### Material provided ###

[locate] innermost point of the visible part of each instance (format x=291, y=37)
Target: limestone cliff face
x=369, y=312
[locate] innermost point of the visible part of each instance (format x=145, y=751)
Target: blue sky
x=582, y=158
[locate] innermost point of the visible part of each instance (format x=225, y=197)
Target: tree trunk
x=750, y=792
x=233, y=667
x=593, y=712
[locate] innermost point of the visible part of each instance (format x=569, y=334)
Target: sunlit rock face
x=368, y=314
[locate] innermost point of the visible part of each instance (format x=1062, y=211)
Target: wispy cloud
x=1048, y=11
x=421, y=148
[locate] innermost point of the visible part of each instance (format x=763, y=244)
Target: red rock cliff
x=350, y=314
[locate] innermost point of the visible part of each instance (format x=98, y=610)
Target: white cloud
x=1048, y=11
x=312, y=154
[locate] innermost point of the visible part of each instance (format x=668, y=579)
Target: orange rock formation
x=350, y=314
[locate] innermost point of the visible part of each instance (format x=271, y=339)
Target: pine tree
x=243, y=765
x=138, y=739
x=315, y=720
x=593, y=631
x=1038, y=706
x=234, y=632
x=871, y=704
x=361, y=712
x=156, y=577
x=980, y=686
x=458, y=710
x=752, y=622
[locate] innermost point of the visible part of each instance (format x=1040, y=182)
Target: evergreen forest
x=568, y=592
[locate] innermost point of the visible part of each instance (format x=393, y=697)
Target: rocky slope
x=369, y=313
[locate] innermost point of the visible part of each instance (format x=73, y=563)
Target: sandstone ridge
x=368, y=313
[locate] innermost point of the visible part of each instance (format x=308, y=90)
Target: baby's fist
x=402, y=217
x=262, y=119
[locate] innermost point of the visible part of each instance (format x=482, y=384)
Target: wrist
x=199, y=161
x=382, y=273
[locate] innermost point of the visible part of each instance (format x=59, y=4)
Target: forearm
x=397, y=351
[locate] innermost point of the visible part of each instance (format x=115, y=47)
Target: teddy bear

###

• Try it: Give again, word for word, every line from the one holding "Target: forearm" to the end of the data.

• Task solution:
Target: forearm
x=397, y=351
[locate] innermost point of the visible part of each instance (format x=115, y=47)
Target: teddy bear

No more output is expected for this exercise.